● **Task**:
Edit the part of the listing that opens with the line containing "like x=802, y=1026." and closes with the line containing "x=519, y=686", replacing "heart charm" with "heart pendant" and leaving everything else unchanged. Return only those lines.

[Rows from a pointing dataset]

▼▼▼

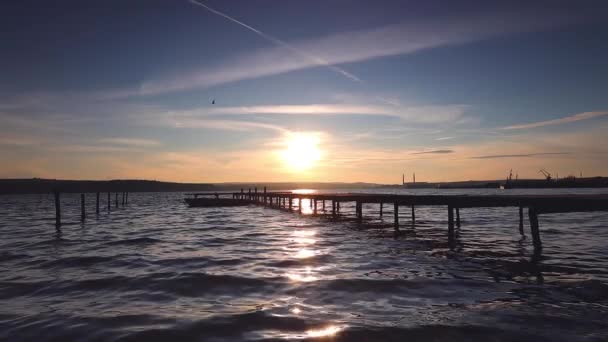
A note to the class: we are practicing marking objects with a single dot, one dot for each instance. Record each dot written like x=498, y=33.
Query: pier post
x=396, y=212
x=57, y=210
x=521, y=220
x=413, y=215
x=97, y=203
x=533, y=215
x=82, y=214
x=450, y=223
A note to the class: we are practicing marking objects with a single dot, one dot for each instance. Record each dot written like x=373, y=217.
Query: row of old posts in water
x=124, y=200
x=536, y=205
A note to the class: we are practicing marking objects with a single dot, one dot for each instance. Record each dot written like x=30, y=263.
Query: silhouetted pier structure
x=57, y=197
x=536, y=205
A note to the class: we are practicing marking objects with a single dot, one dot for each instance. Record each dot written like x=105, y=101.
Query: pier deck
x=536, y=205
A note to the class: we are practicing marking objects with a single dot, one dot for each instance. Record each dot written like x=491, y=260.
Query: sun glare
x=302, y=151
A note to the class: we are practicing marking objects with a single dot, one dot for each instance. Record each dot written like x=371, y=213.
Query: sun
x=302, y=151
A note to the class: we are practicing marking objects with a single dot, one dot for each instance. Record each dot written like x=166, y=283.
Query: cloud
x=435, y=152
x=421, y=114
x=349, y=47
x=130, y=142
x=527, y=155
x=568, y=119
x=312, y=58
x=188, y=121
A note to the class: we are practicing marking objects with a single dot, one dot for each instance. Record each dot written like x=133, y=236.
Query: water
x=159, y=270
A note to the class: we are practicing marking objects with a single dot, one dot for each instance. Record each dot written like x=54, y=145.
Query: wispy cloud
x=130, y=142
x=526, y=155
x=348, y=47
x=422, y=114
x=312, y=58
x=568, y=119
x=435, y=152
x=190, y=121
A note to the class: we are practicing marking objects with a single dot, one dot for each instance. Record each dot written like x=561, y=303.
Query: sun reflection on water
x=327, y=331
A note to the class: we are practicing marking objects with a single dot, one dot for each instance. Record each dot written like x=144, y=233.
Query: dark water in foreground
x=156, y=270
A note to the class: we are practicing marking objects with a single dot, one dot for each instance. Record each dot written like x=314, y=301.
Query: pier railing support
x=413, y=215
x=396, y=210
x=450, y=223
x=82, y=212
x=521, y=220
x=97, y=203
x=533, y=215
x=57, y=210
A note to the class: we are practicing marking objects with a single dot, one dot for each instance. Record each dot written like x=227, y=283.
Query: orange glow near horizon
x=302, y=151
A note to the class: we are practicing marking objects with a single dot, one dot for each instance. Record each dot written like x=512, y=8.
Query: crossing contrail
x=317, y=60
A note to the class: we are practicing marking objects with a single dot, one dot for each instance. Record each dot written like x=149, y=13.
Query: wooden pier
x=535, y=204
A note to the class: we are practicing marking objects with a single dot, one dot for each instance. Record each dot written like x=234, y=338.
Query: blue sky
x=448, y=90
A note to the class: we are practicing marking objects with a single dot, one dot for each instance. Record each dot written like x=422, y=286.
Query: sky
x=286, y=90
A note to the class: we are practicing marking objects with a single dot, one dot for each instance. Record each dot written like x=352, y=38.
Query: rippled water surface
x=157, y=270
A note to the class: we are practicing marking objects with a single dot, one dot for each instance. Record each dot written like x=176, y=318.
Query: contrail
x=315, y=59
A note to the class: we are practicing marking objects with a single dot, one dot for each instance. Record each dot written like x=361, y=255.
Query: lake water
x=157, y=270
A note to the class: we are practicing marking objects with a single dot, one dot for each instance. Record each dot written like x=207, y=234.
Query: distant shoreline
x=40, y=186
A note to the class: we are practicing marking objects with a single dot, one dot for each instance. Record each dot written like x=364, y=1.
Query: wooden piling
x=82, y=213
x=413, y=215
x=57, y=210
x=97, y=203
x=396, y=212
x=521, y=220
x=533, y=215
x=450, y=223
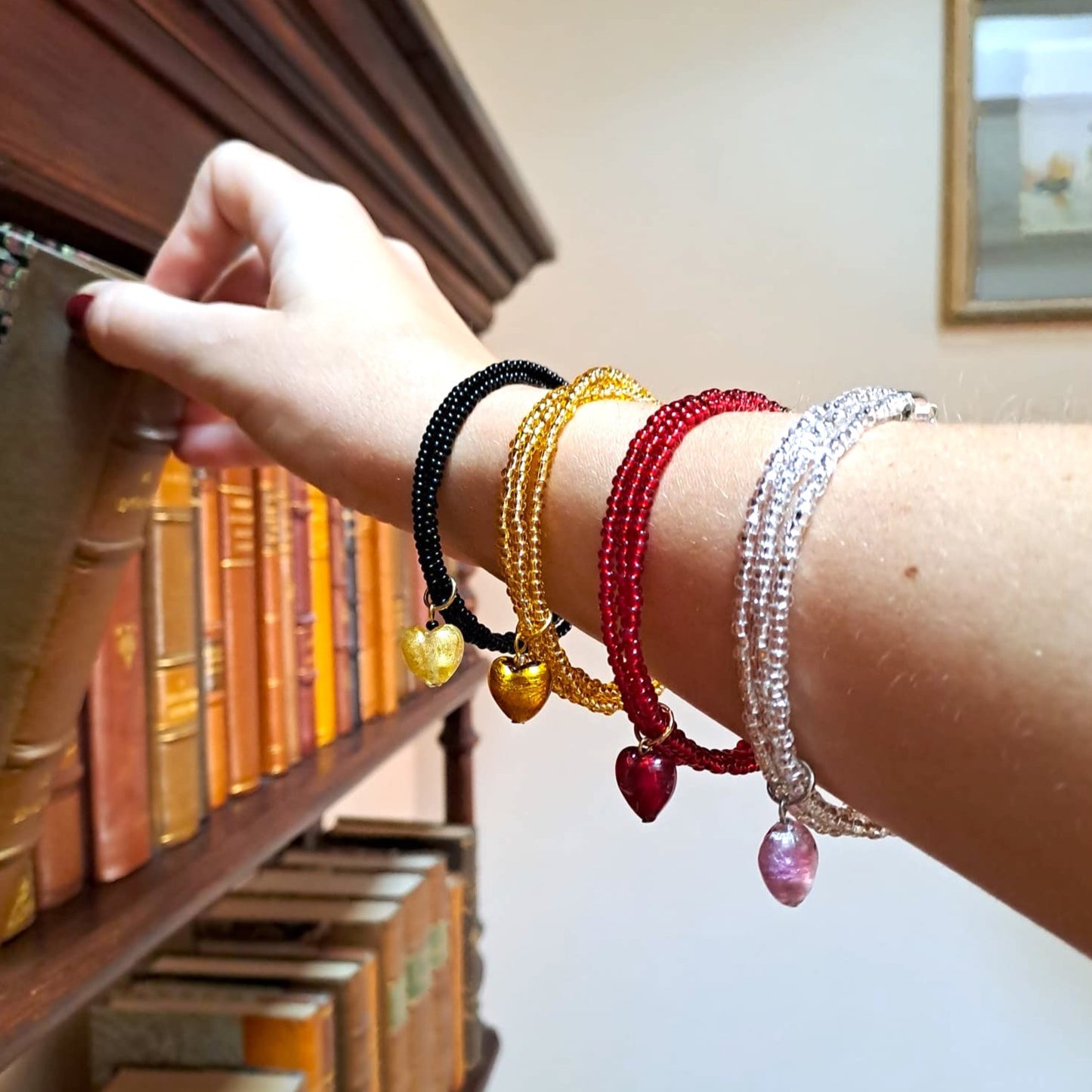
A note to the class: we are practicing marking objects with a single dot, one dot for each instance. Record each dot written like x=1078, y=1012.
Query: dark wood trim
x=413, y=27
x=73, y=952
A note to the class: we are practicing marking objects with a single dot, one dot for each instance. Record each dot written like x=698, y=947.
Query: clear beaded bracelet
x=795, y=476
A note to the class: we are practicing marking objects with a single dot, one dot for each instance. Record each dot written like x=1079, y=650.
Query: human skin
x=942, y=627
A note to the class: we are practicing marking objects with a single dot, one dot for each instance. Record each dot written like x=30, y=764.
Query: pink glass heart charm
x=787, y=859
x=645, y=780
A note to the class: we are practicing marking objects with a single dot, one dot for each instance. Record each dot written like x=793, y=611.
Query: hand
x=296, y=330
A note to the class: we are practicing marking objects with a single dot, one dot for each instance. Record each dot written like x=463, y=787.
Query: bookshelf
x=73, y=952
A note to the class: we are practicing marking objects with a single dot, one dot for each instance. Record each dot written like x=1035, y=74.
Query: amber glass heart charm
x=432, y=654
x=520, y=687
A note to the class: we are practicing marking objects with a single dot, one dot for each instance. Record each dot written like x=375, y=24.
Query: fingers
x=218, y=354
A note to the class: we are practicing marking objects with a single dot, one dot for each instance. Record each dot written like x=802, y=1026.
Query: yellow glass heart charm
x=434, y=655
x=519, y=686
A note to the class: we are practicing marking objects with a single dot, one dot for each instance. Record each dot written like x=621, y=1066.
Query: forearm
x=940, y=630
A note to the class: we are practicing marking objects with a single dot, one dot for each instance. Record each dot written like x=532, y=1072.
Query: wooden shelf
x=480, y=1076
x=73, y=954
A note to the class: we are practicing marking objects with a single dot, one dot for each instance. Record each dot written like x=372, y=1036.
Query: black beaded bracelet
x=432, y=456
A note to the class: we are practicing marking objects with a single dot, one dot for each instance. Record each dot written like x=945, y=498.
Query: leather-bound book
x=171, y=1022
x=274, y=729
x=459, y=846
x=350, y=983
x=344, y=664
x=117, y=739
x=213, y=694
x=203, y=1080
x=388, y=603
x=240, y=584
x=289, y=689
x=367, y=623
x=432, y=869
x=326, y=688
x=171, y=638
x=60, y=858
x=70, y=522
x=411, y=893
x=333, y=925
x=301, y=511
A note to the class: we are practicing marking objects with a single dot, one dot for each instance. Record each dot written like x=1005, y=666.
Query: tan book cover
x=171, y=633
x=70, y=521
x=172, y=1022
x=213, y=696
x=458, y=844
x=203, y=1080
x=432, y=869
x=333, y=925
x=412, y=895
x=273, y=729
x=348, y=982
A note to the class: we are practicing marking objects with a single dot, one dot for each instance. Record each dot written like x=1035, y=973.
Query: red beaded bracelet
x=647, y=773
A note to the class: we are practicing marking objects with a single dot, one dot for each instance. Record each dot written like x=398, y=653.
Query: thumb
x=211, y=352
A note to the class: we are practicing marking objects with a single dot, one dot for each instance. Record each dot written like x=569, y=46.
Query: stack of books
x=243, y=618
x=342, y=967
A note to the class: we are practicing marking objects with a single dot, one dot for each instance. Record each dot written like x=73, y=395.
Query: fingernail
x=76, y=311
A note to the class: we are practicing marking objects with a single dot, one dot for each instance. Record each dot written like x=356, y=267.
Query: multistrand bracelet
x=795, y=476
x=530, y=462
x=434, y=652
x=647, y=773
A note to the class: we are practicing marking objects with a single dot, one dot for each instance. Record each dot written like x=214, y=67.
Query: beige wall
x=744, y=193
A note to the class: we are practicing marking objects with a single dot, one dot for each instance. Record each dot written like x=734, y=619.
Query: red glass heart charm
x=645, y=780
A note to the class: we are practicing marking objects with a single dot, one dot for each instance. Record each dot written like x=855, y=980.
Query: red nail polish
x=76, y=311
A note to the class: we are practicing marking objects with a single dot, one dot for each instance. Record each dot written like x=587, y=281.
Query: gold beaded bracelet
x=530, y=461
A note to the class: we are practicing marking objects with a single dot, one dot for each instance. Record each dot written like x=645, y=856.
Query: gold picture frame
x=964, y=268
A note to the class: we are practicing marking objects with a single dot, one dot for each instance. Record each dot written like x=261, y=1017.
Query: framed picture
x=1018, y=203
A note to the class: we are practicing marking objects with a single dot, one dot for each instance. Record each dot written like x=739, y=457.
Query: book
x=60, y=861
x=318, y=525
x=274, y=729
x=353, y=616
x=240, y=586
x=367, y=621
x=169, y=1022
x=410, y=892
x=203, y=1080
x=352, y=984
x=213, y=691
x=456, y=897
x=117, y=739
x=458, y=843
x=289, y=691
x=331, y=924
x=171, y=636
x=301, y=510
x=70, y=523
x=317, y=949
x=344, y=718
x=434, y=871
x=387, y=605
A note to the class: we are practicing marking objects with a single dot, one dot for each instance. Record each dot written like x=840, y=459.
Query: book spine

▲▲▲

● **Result for this task**:
A note to the class: we are practicing marking objects with a single dot, one dot for each instance. Record each dot written like x=802, y=1026.
Query: yellow glass heart pendant
x=434, y=655
x=519, y=686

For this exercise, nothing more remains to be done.